Texto proporcionado:
+++++

En mi artículo publicado en el último número de Radical History Review exploro uno de los más importantes episodios en la consolidación de la lógica anticomunista en el debate político chileno, la "campaña del terror" en las elecciones presidenciales de 1964 y su articulación con potente discurso de género conservador. Ese año, las principales candidaturas fueron las de Salvador Allende, en representación de la izquierda marxista, y Eduardo Frei, apoyado por su partido, la Democracia Cristiana, y también por los partidos de derecha, ante el temor de un triunfo socialista. Al mismo tiempo, temerosos ante lo que para ellos podía ser una "segunda Cuba", los Estados Unidos intervinieron en la campaña a través del financiamiento de un enorme dispositivo de propaganda destinado a demonizar a la izquierda marxista.

+++++

Información dada:
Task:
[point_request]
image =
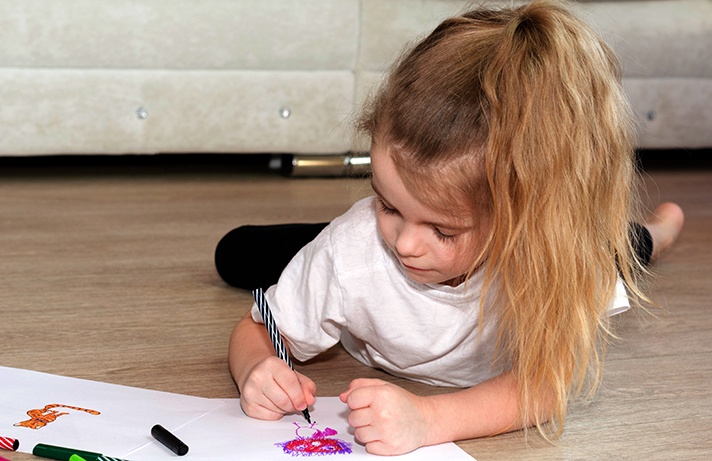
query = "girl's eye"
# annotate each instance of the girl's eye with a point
(442, 236)
(385, 209)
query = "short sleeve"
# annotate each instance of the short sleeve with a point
(306, 302)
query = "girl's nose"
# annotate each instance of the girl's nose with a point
(409, 242)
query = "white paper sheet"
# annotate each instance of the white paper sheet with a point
(126, 414)
(227, 434)
(213, 429)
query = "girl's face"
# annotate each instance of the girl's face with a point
(433, 247)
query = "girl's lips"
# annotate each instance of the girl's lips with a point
(414, 269)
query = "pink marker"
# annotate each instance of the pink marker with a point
(6, 443)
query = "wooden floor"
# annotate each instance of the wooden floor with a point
(108, 275)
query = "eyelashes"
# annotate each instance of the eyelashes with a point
(393, 212)
(387, 210)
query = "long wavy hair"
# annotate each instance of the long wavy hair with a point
(517, 115)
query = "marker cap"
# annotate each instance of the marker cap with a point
(171, 442)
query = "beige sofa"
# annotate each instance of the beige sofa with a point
(249, 76)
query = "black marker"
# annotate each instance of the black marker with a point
(172, 442)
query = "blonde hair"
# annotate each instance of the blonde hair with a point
(521, 111)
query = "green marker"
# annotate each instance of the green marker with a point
(63, 454)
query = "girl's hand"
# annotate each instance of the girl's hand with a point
(388, 419)
(272, 389)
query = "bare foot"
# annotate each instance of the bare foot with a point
(664, 226)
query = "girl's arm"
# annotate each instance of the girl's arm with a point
(391, 420)
(268, 387)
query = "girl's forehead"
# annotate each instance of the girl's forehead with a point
(389, 186)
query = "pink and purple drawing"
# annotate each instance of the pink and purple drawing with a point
(316, 444)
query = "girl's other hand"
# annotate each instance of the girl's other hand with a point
(388, 419)
(273, 389)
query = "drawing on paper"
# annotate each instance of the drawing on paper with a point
(40, 418)
(311, 441)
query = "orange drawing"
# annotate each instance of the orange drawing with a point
(40, 418)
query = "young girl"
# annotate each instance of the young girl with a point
(489, 259)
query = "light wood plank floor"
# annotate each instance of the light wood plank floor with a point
(109, 276)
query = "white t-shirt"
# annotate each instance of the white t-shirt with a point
(346, 285)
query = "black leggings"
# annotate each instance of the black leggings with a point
(252, 257)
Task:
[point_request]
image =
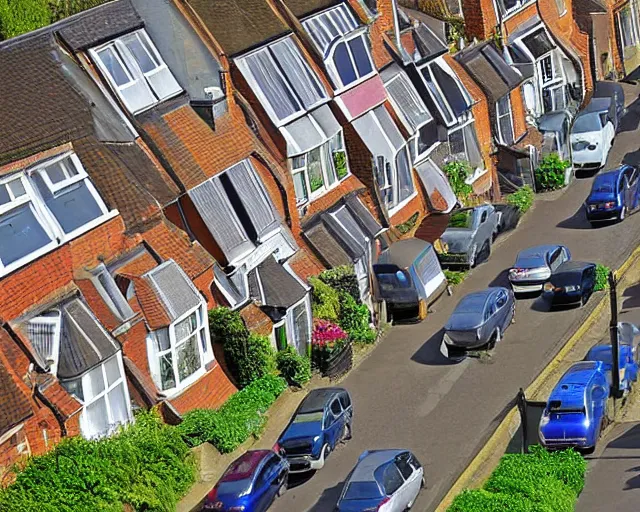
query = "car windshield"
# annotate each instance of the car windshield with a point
(587, 123)
(362, 491)
(393, 280)
(462, 219)
(308, 417)
(234, 487)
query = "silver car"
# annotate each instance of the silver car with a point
(469, 235)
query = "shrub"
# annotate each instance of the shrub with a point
(239, 417)
(522, 199)
(295, 368)
(457, 172)
(147, 466)
(325, 300)
(342, 279)
(602, 278)
(550, 173)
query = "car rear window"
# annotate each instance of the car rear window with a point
(362, 491)
(462, 219)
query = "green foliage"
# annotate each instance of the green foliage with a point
(408, 225)
(239, 418)
(354, 319)
(295, 368)
(522, 199)
(602, 278)
(342, 279)
(457, 172)
(21, 16)
(325, 302)
(147, 466)
(540, 481)
(454, 277)
(550, 172)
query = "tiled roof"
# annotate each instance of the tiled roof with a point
(239, 26)
(100, 24)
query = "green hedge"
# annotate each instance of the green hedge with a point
(541, 481)
(147, 466)
(239, 418)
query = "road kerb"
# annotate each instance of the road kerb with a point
(502, 434)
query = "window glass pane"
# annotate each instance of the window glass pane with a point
(114, 68)
(20, 233)
(97, 420)
(113, 371)
(118, 405)
(360, 56)
(343, 64)
(188, 358)
(167, 377)
(314, 167)
(300, 187)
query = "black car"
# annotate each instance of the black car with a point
(571, 283)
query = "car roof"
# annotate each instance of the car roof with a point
(370, 461)
(245, 465)
(317, 399)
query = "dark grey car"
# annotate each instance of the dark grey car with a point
(480, 319)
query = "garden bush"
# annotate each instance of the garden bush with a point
(602, 278)
(342, 279)
(146, 466)
(549, 174)
(522, 199)
(293, 367)
(239, 417)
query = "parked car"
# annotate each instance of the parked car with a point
(409, 277)
(592, 134)
(382, 481)
(480, 319)
(534, 266)
(250, 483)
(321, 421)
(571, 283)
(469, 235)
(613, 194)
(575, 413)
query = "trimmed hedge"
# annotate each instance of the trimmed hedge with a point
(239, 418)
(147, 466)
(540, 481)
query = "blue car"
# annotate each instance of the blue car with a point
(613, 194)
(534, 266)
(382, 481)
(575, 414)
(250, 483)
(322, 420)
(480, 319)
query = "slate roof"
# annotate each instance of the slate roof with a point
(239, 26)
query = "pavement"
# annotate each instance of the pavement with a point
(407, 395)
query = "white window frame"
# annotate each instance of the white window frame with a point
(340, 86)
(206, 356)
(312, 196)
(43, 215)
(86, 385)
(500, 116)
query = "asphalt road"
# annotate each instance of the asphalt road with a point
(406, 395)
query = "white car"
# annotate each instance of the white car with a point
(592, 134)
(384, 481)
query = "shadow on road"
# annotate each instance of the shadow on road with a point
(429, 353)
(328, 499)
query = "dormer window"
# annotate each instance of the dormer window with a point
(135, 70)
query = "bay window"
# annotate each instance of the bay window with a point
(320, 169)
(44, 207)
(104, 396)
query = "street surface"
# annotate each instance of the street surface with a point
(406, 395)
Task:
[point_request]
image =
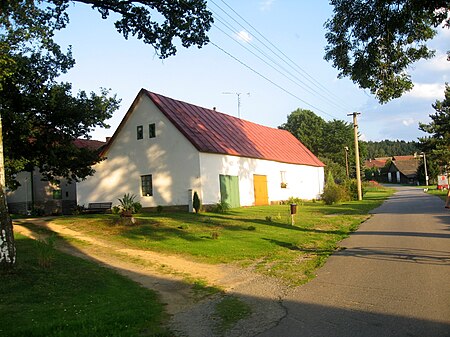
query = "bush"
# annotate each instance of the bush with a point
(115, 210)
(351, 187)
(128, 206)
(221, 207)
(334, 193)
(196, 203)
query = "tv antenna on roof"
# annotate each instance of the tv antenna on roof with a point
(238, 94)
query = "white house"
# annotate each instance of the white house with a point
(165, 149)
(35, 194)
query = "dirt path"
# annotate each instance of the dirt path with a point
(191, 311)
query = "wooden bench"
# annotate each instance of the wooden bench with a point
(98, 207)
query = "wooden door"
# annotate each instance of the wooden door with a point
(229, 190)
(261, 192)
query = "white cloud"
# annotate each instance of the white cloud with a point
(438, 63)
(266, 5)
(427, 91)
(244, 36)
(408, 121)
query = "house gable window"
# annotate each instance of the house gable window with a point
(140, 132)
(146, 185)
(152, 130)
(283, 179)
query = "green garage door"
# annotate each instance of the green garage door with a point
(229, 190)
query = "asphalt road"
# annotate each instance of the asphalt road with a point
(392, 278)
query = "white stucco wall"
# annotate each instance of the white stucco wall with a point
(170, 158)
(305, 182)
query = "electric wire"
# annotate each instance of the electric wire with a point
(294, 79)
(270, 81)
(291, 63)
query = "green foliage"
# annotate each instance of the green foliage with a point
(307, 127)
(333, 194)
(128, 205)
(374, 42)
(221, 207)
(115, 210)
(351, 189)
(276, 248)
(74, 297)
(196, 203)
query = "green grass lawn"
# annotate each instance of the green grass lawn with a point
(261, 237)
(73, 297)
(432, 189)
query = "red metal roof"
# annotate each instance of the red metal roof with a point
(88, 143)
(214, 132)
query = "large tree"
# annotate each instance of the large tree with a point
(41, 117)
(306, 126)
(373, 42)
(437, 145)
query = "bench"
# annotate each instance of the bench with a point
(98, 207)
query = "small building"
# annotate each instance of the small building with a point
(403, 170)
(164, 150)
(35, 194)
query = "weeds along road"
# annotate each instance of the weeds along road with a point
(392, 277)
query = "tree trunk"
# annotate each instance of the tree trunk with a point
(7, 246)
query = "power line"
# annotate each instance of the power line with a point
(297, 81)
(269, 80)
(291, 64)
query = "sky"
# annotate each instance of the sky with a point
(214, 75)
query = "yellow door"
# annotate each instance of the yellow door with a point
(261, 193)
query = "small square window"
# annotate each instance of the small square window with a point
(140, 132)
(151, 130)
(57, 194)
(147, 185)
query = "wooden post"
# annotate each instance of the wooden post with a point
(7, 245)
(358, 173)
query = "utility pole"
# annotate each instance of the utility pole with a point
(238, 94)
(425, 166)
(7, 245)
(346, 160)
(358, 173)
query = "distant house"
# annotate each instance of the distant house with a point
(36, 193)
(164, 150)
(403, 170)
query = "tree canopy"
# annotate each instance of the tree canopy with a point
(41, 117)
(373, 42)
(326, 139)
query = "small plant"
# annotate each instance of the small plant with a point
(78, 209)
(46, 251)
(221, 207)
(128, 205)
(196, 203)
(115, 210)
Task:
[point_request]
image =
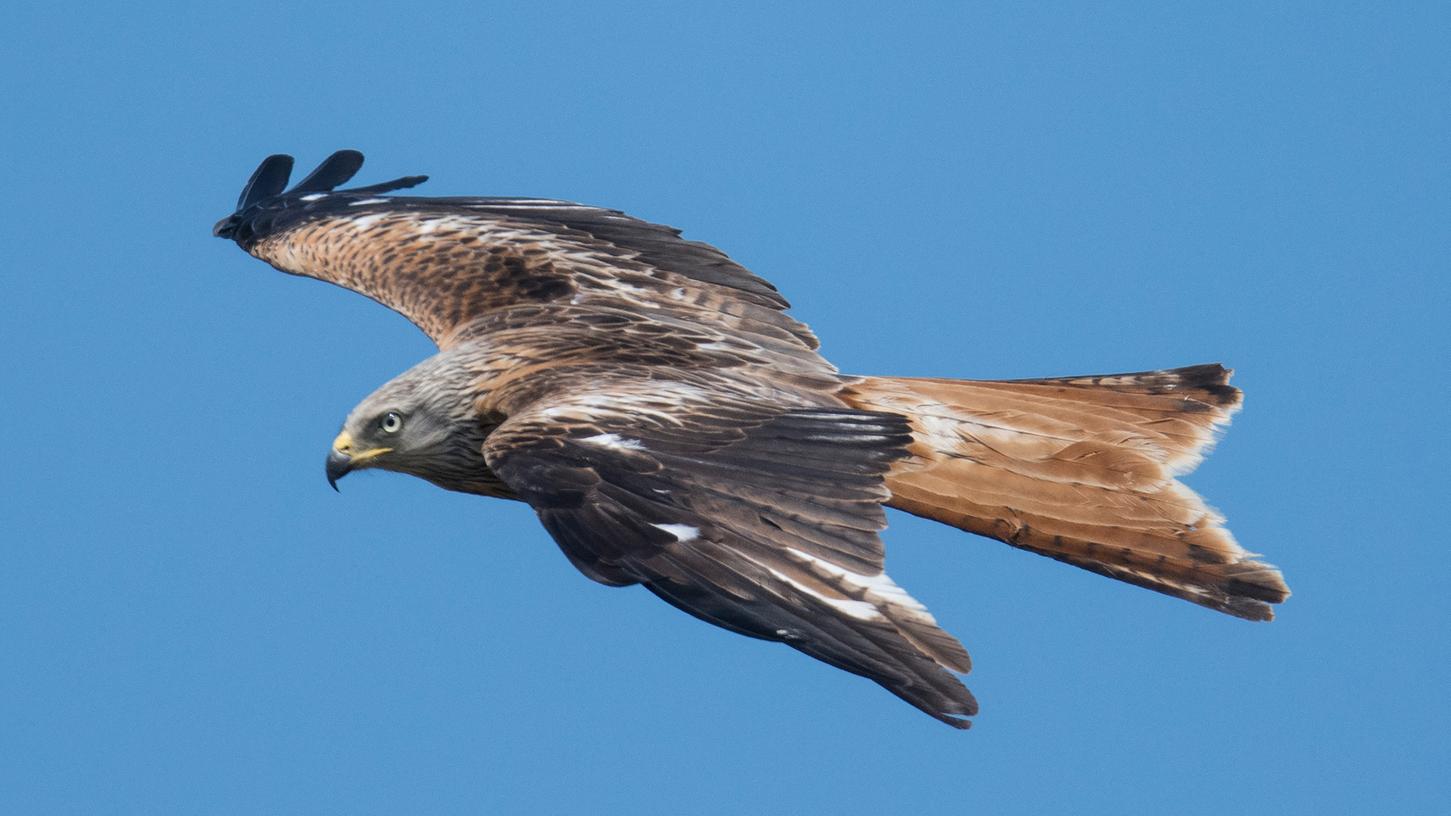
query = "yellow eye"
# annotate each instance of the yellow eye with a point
(391, 423)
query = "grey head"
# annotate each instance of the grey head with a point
(422, 423)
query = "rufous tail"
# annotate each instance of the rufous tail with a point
(1080, 469)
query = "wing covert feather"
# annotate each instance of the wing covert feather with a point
(758, 519)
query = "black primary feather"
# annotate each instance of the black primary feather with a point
(334, 170)
(267, 180)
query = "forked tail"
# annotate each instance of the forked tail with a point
(1081, 469)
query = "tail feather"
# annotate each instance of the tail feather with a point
(1081, 469)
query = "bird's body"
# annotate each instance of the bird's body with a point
(675, 427)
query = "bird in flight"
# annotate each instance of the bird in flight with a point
(675, 429)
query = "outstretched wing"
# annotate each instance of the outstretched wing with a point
(758, 519)
(446, 262)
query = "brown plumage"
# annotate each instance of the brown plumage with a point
(675, 429)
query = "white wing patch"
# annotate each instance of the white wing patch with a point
(861, 610)
(614, 442)
(681, 532)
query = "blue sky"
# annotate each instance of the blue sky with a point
(192, 622)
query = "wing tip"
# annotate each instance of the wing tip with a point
(266, 190)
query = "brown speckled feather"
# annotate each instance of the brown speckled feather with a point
(1081, 469)
(673, 427)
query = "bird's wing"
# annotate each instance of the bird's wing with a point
(758, 519)
(444, 262)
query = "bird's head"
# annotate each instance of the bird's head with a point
(422, 423)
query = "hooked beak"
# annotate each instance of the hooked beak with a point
(343, 459)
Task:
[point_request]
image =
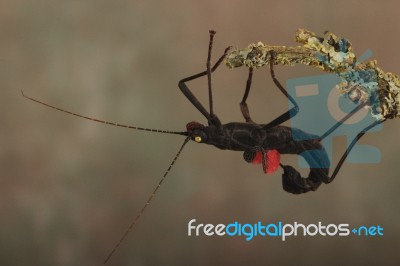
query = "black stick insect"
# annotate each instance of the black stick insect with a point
(261, 143)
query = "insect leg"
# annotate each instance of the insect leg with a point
(295, 109)
(344, 156)
(243, 105)
(318, 161)
(189, 95)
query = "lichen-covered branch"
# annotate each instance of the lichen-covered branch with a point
(364, 82)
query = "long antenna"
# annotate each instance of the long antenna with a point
(107, 122)
(136, 219)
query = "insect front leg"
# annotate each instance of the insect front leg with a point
(211, 118)
(243, 105)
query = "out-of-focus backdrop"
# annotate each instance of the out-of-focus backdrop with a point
(70, 187)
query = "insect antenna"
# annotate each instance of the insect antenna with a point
(136, 219)
(184, 133)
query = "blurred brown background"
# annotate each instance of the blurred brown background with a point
(70, 187)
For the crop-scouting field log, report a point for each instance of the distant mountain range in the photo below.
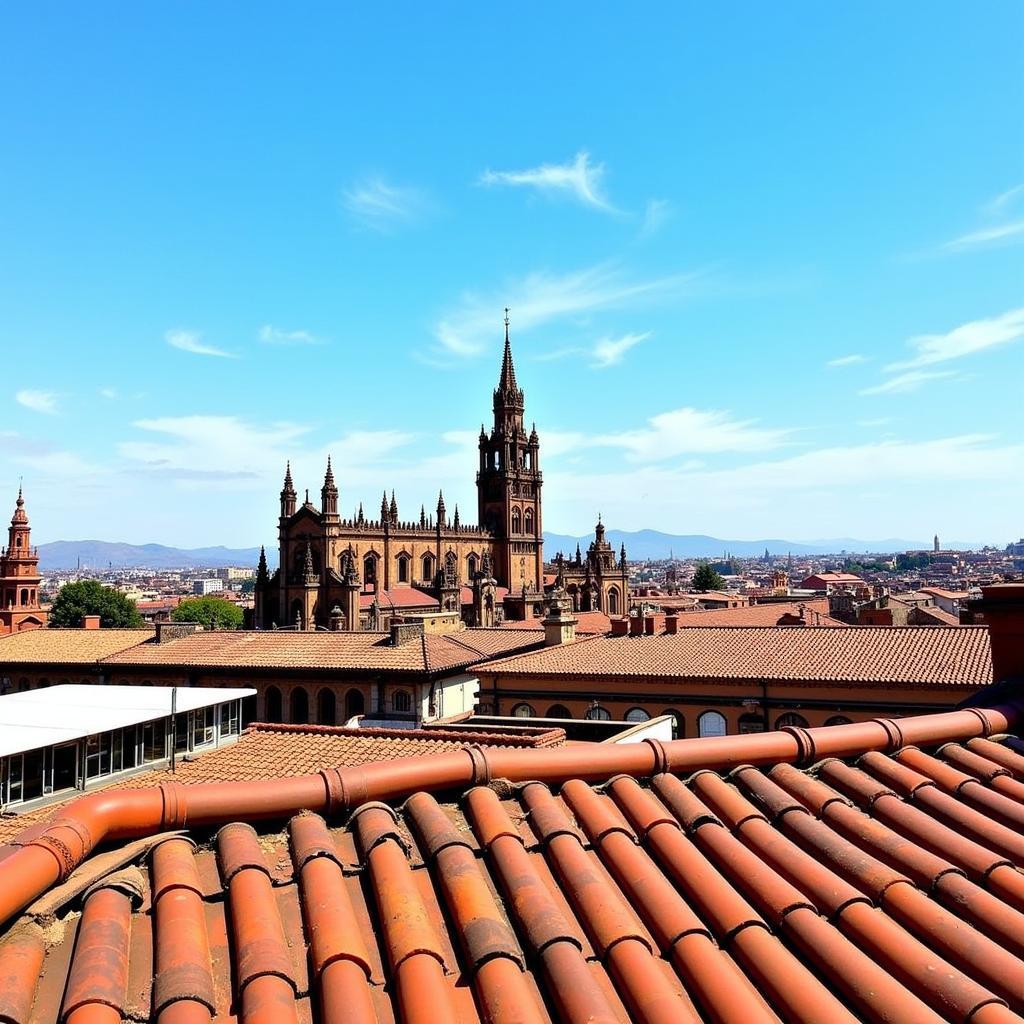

+++++

Desafío A:
Responde estas preguntas sobre el texto acerca de la elección presidencial chilena de 1964:
(i) ¿En qué revista se publicó el artículo que se menciona?
(ii) ¿A qué sector político representaba Salvador Allende?
(iii) ¿Qué expresión usa el texto para referirse a lo que temían los Estados Unidos?
Desafío B: Prosigue el texto sobre la campaña electoral chilena de 1964 a partir de su última oración.
Las filas no desempeñan ningún papel aquí.

Respuesta A:
(i) En el último número de Radical History Review.
(ii) A la izquierda marxista.
(iii) Una "segunda Cuba".

Respuesta B:
La "campaña del terror" implicó la difusión de mensajes de corte anticomunista por todos los medios entonces disponibles: radio, afiches callejeros, panfletos, discursos, y rumores. Muchos de ellos estaban directamente inspirados en la experiencia cubana. La prensa conservadora, por ejemplo, señaló en repetidas oportunidades que un eventual triunfo de Allende significaría la instalación de una dictadura revolucionaria, violenta y arbitraria que entregaría al país a la Unión Soviética y a Cuba.
En esos mensajes, a medida que se acercaba la elección presidencial, comenzó a perfilarse un conjunto de argumentos que se mostrarían particularmente persuasivos para muchos votantes: la izquierda y el "marxismo" buscaban destruir a la familia y, de paso, abolir los roles de género entonces aceptados. Los hijos serían adoctrinados por el Estado, perdiendo los padres la patria potestad (el derecho constitucional sobre los hijos) como supuestamente había sucedido en Cuba.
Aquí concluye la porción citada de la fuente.